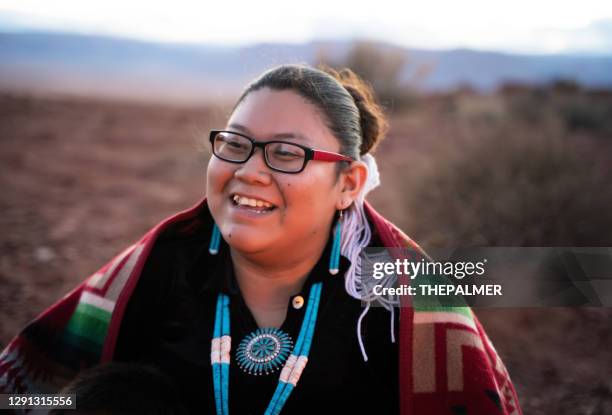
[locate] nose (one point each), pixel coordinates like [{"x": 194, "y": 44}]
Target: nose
[{"x": 254, "y": 170}]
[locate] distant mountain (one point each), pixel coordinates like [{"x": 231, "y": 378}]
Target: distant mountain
[{"x": 121, "y": 68}]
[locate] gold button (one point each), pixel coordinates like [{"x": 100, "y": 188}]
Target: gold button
[{"x": 298, "y": 302}]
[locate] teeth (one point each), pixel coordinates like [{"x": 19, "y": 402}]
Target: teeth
[{"x": 245, "y": 201}]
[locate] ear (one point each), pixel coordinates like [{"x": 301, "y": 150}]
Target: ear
[{"x": 351, "y": 181}]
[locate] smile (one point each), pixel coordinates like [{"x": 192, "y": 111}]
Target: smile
[{"x": 253, "y": 204}]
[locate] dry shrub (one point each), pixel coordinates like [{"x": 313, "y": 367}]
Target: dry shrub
[{"x": 511, "y": 185}]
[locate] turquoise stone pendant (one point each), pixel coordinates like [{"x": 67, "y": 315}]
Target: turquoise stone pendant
[{"x": 264, "y": 351}]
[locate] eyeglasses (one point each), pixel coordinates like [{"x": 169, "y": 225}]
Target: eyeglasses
[{"x": 280, "y": 156}]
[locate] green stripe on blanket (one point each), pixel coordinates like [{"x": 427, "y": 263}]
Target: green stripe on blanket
[{"x": 89, "y": 322}]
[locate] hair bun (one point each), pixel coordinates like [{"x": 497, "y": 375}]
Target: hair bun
[{"x": 374, "y": 125}]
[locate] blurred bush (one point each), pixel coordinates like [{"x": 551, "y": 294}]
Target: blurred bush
[{"x": 522, "y": 167}]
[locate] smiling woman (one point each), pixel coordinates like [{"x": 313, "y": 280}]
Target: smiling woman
[{"x": 251, "y": 301}]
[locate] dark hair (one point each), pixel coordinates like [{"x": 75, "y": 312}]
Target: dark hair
[
  {"x": 346, "y": 102},
  {"x": 122, "y": 389}
]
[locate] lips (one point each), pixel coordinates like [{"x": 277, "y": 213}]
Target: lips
[{"x": 251, "y": 203}]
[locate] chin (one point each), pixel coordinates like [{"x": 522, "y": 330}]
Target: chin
[{"x": 248, "y": 241}]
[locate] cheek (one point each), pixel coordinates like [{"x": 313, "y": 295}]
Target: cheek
[
  {"x": 312, "y": 198},
  {"x": 217, "y": 177}
]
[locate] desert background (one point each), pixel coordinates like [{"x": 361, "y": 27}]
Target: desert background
[{"x": 92, "y": 157}]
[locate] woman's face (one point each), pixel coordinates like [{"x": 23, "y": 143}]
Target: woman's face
[{"x": 303, "y": 203}]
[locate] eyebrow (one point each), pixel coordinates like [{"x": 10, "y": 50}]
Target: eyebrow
[{"x": 289, "y": 135}]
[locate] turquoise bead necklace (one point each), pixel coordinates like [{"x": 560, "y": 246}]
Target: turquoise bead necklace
[{"x": 262, "y": 351}]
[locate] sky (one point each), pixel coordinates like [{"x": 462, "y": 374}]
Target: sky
[{"x": 523, "y": 26}]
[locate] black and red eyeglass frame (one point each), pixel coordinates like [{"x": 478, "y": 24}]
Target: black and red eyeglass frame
[{"x": 309, "y": 153}]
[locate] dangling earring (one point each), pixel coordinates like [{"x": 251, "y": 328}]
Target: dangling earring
[
  {"x": 215, "y": 239},
  {"x": 334, "y": 258}
]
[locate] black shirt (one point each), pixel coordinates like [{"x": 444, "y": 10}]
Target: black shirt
[{"x": 169, "y": 322}]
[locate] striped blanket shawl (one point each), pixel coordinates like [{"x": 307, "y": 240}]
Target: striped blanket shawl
[{"x": 447, "y": 364}]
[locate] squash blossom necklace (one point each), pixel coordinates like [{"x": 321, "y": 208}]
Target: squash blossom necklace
[{"x": 261, "y": 352}]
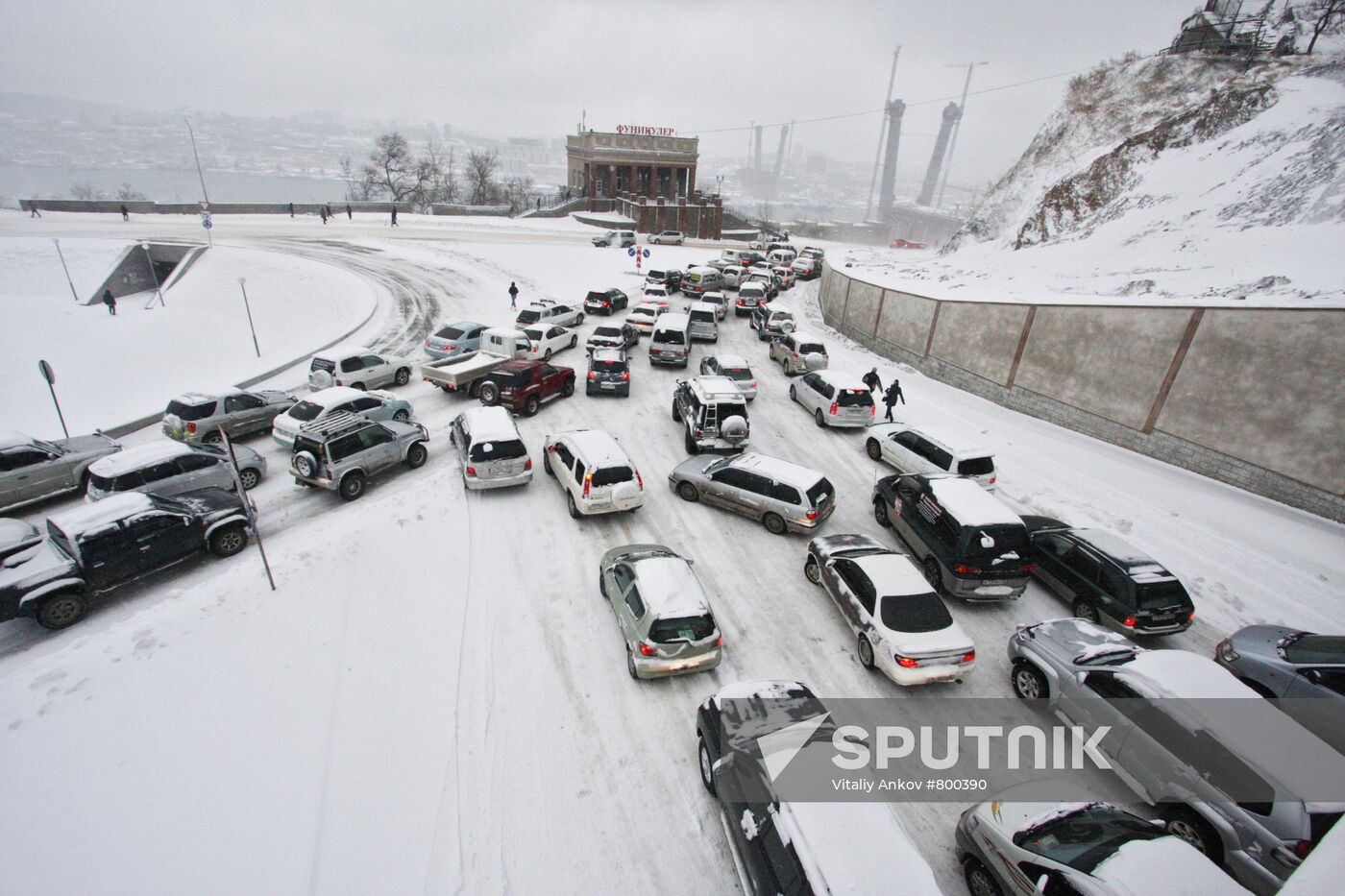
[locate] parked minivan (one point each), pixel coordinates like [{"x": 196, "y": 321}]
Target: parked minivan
[
  {"x": 672, "y": 341},
  {"x": 698, "y": 280},
  {"x": 705, "y": 321},
  {"x": 923, "y": 449},
  {"x": 968, "y": 544}
]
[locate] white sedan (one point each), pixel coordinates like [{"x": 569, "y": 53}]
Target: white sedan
[
  {"x": 901, "y": 626},
  {"x": 545, "y": 342}
]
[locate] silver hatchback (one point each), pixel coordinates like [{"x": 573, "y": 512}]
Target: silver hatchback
[{"x": 784, "y": 496}]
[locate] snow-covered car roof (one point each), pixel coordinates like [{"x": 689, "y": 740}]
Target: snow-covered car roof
[
  {"x": 138, "y": 456},
  {"x": 670, "y": 588},
  {"x": 101, "y": 514},
  {"x": 970, "y": 503},
  {"x": 777, "y": 470},
  {"x": 491, "y": 424}
]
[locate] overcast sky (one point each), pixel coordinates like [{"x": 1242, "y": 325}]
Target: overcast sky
[{"x": 530, "y": 67}]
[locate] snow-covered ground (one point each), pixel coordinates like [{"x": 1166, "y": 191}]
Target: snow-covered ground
[{"x": 434, "y": 700}]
**********
■ **Instructions to follow**
Please render the part of the rows that opens with the line containing "[locate] silver hatchback" and closes with the final line as a JSON list of strings, one string per line, leaving out blank lines.

■ **Result**
[
  "[locate] silver hatchback (one point each), pixel coordinates like [{\"x\": 573, \"y\": 512}]",
  "Target: silver hatchback",
  "[{\"x\": 784, \"y\": 496}]",
  "[locate] snow-covered car roof (one point each), pixel coordinates like [{\"x\": 689, \"y\": 740}]",
  "Target: snow-covered car roof",
  "[",
  "  {\"x\": 138, \"y\": 456},",
  "  {\"x\": 670, \"y\": 588},",
  "  {\"x\": 101, \"y\": 514},",
  "  {\"x\": 970, \"y\": 503},",
  "  {\"x\": 777, \"y\": 470},",
  "  {\"x\": 491, \"y\": 424}",
  "]",
  "[locate] overcast sky (one point each), pixel coordinates like [{\"x\": 1242, \"y\": 325}]",
  "Target: overcast sky",
  "[{\"x\": 530, \"y\": 67}]",
  "[locate] snow-covered ground (one point each), pixel coordinates like [{\"x\": 1166, \"y\": 191}]",
  "Target: snow-covered ground",
  "[{\"x\": 434, \"y\": 700}]"
]